PROBLEM DESCRIPTION ▸ Rewrite the rows below as a numbered list, omitting the blank lines.

[Items from a dataset]

__________

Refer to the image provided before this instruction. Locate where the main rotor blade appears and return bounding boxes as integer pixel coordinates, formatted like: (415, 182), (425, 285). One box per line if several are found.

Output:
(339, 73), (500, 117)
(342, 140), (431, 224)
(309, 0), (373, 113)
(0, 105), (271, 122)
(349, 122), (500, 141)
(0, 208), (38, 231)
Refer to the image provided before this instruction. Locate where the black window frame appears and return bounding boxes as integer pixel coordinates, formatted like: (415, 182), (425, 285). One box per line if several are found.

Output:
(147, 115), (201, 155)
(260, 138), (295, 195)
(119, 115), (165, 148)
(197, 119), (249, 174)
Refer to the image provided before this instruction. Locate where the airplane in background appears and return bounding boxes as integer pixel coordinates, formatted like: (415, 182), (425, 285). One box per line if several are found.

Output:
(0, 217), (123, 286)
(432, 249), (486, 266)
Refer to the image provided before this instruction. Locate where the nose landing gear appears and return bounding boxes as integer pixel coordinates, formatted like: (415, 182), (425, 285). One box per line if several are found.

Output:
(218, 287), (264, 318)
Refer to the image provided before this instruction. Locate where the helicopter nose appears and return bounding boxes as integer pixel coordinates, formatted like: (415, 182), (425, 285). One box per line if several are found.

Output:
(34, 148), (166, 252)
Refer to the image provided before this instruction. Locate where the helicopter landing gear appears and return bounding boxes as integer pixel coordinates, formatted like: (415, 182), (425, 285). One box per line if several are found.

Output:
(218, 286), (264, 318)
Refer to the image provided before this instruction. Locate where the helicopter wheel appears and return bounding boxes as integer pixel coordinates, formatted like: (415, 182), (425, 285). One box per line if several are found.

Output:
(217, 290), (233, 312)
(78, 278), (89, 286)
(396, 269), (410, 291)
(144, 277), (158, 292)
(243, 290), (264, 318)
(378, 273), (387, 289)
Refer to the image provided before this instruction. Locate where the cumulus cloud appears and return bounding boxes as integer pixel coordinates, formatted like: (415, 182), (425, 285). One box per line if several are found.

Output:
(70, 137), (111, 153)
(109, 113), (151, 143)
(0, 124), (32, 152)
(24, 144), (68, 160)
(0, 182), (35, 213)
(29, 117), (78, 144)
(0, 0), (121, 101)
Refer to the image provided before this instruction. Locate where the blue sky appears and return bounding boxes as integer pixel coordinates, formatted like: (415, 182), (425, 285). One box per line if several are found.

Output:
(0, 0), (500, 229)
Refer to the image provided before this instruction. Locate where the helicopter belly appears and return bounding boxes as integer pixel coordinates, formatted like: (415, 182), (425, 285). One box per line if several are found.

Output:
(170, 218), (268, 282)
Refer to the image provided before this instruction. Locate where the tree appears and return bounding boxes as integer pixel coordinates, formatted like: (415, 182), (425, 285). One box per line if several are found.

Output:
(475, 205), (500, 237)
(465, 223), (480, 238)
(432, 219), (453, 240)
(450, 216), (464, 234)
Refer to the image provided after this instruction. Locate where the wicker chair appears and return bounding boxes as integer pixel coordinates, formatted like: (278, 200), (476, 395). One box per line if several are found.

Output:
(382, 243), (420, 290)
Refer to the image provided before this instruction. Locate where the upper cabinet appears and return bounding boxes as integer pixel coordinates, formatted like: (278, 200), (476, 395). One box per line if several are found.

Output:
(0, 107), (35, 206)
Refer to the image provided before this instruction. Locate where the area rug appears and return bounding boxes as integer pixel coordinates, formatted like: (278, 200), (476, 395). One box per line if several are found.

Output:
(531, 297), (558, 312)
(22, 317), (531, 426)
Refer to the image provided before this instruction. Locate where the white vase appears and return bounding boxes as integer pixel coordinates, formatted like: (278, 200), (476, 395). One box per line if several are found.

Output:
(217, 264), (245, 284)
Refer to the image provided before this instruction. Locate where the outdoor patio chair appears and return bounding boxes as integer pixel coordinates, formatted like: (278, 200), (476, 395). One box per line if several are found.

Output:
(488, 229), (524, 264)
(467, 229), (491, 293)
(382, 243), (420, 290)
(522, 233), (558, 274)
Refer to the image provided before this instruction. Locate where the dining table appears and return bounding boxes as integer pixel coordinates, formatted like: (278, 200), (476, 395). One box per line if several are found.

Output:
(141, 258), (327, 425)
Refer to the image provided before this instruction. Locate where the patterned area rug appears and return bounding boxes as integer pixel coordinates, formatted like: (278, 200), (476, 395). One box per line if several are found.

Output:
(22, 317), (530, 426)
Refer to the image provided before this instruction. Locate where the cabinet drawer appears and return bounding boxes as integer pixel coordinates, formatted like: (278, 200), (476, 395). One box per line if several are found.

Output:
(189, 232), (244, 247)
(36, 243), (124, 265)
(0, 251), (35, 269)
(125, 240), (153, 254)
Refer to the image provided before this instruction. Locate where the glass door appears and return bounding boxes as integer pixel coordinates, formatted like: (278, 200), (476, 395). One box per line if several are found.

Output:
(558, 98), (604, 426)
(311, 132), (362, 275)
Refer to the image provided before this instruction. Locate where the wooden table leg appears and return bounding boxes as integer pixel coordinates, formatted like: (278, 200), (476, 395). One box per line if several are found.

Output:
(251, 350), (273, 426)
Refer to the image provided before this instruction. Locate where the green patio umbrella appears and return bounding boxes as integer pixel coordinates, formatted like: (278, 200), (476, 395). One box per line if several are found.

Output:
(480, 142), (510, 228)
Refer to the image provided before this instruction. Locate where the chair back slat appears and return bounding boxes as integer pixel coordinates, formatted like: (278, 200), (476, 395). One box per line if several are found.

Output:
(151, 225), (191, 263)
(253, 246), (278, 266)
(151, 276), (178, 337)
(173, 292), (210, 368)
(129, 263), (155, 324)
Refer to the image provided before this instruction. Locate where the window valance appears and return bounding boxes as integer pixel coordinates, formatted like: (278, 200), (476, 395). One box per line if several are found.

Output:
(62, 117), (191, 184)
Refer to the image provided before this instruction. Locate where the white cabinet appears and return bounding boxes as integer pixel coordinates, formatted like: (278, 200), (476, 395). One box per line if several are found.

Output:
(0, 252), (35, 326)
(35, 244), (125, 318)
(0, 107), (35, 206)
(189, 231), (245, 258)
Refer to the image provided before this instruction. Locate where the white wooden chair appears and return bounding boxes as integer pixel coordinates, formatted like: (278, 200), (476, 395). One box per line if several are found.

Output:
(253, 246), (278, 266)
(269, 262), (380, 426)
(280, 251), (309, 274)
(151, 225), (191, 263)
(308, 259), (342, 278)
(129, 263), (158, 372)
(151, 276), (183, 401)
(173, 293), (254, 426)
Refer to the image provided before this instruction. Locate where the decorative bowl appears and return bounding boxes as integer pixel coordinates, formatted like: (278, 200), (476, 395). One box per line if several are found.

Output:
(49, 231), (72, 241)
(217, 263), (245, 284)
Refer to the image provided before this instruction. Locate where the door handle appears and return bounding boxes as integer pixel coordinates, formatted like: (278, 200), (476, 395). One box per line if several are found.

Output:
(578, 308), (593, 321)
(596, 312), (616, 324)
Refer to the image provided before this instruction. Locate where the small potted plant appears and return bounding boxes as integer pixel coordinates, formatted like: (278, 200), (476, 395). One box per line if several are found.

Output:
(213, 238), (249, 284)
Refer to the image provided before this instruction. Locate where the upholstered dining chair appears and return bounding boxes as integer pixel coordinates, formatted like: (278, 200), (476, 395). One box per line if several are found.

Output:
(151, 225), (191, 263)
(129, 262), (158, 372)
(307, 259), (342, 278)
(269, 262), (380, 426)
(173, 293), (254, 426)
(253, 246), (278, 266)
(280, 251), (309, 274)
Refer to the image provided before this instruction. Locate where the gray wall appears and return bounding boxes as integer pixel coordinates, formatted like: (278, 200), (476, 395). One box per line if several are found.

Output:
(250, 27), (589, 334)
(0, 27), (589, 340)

__________

SOLUTION FOR THIS EXERCISE ▸
1. Refer to the image provided before this instruction. Locate where the main rotor blade appears and return bounding boxes as integer pixel coordinates, formatted like: (415, 182), (425, 285). One box per line if several are found.
2. Output:
3. (339, 73), (500, 117)
4. (342, 140), (431, 224)
5. (309, 0), (373, 113)
6. (0, 105), (271, 122)
7. (349, 122), (500, 141)
8. (0, 208), (38, 231)
9. Refer to the image provided before this instruction. Locate where the black window frame appears and return bounding boxes as integer pixel coordinates, formatted like: (415, 182), (425, 285). One box per line if several are found.
10. Output:
11. (147, 115), (201, 155)
12. (260, 138), (295, 195)
13. (119, 115), (165, 148)
14. (197, 119), (249, 174)
15. Refer to the image provided before this instruction. Locate where the airplane in background appears and return bounding boxes as integer pixel coordinates, formatted like: (415, 182), (425, 285). One box per line if several are found.
16. Output:
17. (0, 217), (123, 286)
18. (432, 249), (486, 266)
19. Refer to the image provided before this instruction. Locate where the nose landing gear appears and return bounding boxes as integer pixel coordinates, formatted like: (415, 182), (425, 285). One box per line if several are found.
20. Output:
21. (218, 287), (264, 318)
22. Refer to the image provided before this instruction. Locate where the helicopter nose appears and return bounding boxes as integer pixel coordinates, formatted like: (415, 182), (425, 285). One box per line if several are found.
23. Output:
24. (34, 148), (166, 252)
25. Refer to the image provided before this instruction. Locate where the helicopter landing gear appears and return bounding boxes as integer pixel coordinates, formatted like: (415, 182), (425, 285). One box per line if several are found.
26. Output:
27. (218, 286), (264, 318)
28. Refer to the image provided before this instruction. Locate where the helicopter wheel appears and return bounding boxes as integer pixel coordinates, formatted like: (415, 182), (425, 285). One box per line if several are found.
29. Output:
30. (217, 290), (233, 312)
31. (78, 278), (89, 286)
32. (396, 269), (410, 291)
33. (144, 277), (158, 292)
34. (243, 290), (264, 318)
35. (378, 273), (387, 289)
36. Refer to the image provided before this instruction. Locate where the cumulus cloud appears and return bounding boxes as integer pixel coordinates, formatted like: (415, 182), (425, 285). One box per line if several are found.
37. Output:
38. (70, 137), (111, 153)
39. (109, 113), (151, 143)
40. (0, 124), (32, 152)
41. (24, 144), (68, 160)
42. (0, 182), (35, 213)
43. (29, 117), (78, 144)
44. (0, 0), (121, 101)
45. Refer to the image provided before this instruction. Locate where the blue sky appears and return bounding boxes as integer pixel coordinates, formatted like: (415, 182), (425, 285). One box per line if several are found.
46. Output:
47. (0, 0), (500, 229)
48. Refer to the image provided before this instruction. Locate where the helicopter belly appears and return bounding boxes as integer pixel coordinates, formatted like: (415, 182), (425, 285). One box per line if several are found.
49. Output:
50. (170, 218), (268, 282)
51. Refer to the image provided before this instruction. Locate where the tree appears and return bounding boxes as integer pixel coordinates, formatted like: (415, 182), (425, 285). One box per line if several are found.
52. Output:
53. (475, 205), (500, 237)
54. (465, 223), (480, 238)
55. (432, 219), (453, 240)
56. (450, 216), (464, 234)
57. Refer to the image provided after this instruction. Locate where the wicker chair appears and return bounding boxes as integer pixel coordinates, formatted like: (278, 200), (476, 395). One box per line if several are found.
58. Output:
59. (382, 243), (420, 290)
60. Refer to the image provided before this instruction. Locate where the upper cabinet appears and return bounding boxes as integer pixel coordinates, formatted like: (278, 200), (476, 395). One box per line if several are found.
61. Output:
62. (0, 107), (35, 206)
63. Refer to the image provided before this instruction. Locate where the area rug appears and return bounding boxes as integer pixel coordinates, formatted like: (278, 200), (476, 395). One box per line if several are found.
64. Output:
65. (531, 297), (558, 312)
66. (22, 317), (531, 426)
67. Refer to the image provided before this instruction. Locate where the white vase appears and return bounding boxes as integer pixel coordinates, formatted like: (278, 200), (476, 395). One box per line if several are found.
68. Output:
69. (217, 264), (245, 284)
70. Refer to the image provided before this instruction. Locate where the outdoor patio chair appears and return bounding boxes as integer pixel coordinates, formatted like: (278, 200), (476, 395). One box per line if several are found.
71. Output:
72. (488, 229), (524, 264)
73. (467, 229), (491, 293)
74. (382, 243), (420, 290)
75. (522, 233), (558, 274)
76. Refer to the image provided before this instruction. Locate where the dining table appears and return bounding boxes as integer pixel coordinates, formatted like: (278, 200), (476, 395). One box per line if several are found.
77. Output:
78. (141, 258), (327, 425)
79. Refer to the image provided before this instruction. Locate where the patterned area rug appears and return bounding boxes as integer pixel coordinates, formatted like: (278, 200), (476, 395). One box per line if several are found.
80. Output:
81. (22, 317), (530, 426)
82. Refer to the image provided before this instruction. Locate where the cabinet drawer appears and return bounding boxes as integer pixel coordinates, formatted like: (278, 200), (476, 395). One box per line if several are found.
83. Output:
84. (189, 232), (244, 247)
85. (36, 243), (124, 265)
86. (0, 251), (35, 269)
87. (125, 240), (153, 254)
88. Refer to the image provided before this instruction. Locate where the glass door appears and return bounding boxes as integer pixel coordinates, formatted like: (278, 200), (476, 395). One box per line if several are found.
89. Output:
90. (558, 98), (604, 426)
91. (311, 132), (362, 275)
92. Refer to the image provided before this instruction. Locate where the wooden table leg appears and return bounding boxes as integer pixel coordinates, formatted like: (278, 200), (476, 395). One box per line if several are found.
93. Output:
94. (251, 350), (273, 426)
95. Refer to the image provided before this instruction. Locate where the green patio umbrella appears and return bounding boxes as integer pixel coordinates, formatted like: (278, 200), (476, 395). One box per line if several are found.
96. Output:
97. (480, 142), (510, 228)
98. Refer to the image provided before this instruction. Locate where the chair back slat appears and return bounding boxes as integer pixel coordinates, formatted like: (278, 200), (476, 395). One box per line if several are found.
99. Output:
100. (151, 225), (191, 263)
101. (253, 246), (278, 266)
102. (151, 276), (178, 337)
103. (173, 292), (210, 368)
104. (129, 263), (155, 324)
105. Refer to the image provided before this instruction. Locate where the window valance appears and return bounding boxes as integer pixel coordinates, formatted like: (278, 200), (476, 395). One box per line if several are found.
106. Output:
107. (62, 117), (191, 184)
108. Refer to the image provided before this instruction. Locate where the white cabinet appears and return bounding boxes as integer pixel coordinates, formatted like: (278, 200), (476, 395). One box per line if several are found.
109. Output:
110. (0, 252), (35, 326)
111. (35, 244), (125, 318)
112. (0, 107), (35, 206)
113. (189, 231), (245, 258)
114. Refer to the image provided before this instruction. Locate where the white wooden chair appears and return bounding boxes as integer pixel coordinates, formatted like: (278, 200), (476, 395). One box per line if several are found.
115. Output:
116. (253, 246), (278, 266)
117. (269, 262), (380, 426)
118. (280, 251), (309, 274)
119. (151, 225), (191, 263)
120. (308, 259), (342, 278)
121. (129, 263), (158, 372)
122. (151, 276), (183, 401)
123. (173, 293), (254, 426)
124. Refer to the image provided before this instruction. Locate where the decorative bowl appears and return bounding boxes as integer pixel coordinates, formatted like: (278, 200), (476, 395). One box per line if several are found.
125. Output:
126. (49, 231), (72, 241)
127. (217, 263), (245, 284)
128. Refer to the image provided before this instruction. Locate where the door handle appears and return bounding boxes as integer pixel coordinates, formatted like: (278, 200), (476, 395). One box per line if several are found.
129. Output:
130. (578, 308), (593, 321)
131. (596, 312), (616, 324)
132. Refer to the image provided before this instruction. Locate where the small potted plant appears and return bounding boxes as integer pixel coordinates, formatted like: (278, 200), (476, 395). One box per line if several are found.
133. Output:
134. (213, 238), (249, 284)
135. Refer to the image provided before this instruction. Locate where the upholstered dining chair appears and return bounding boxes as integer pixel coordinates, formatted like: (278, 200), (476, 395). One box per line if several are found.
136. Output:
137. (151, 225), (191, 263)
138. (129, 262), (158, 372)
139. (307, 259), (342, 278)
140. (269, 262), (380, 426)
141. (173, 293), (254, 426)
142. (253, 246), (278, 266)
143. (280, 251), (309, 274)
144. Refer to the image provided before this instruction. Locate where the gray wall appears and return bounding boxes as integer pixel coordinates, formatted like: (278, 200), (476, 395). One box per line if several are found.
145. Output:
146. (250, 27), (589, 334)
147. (0, 27), (589, 340)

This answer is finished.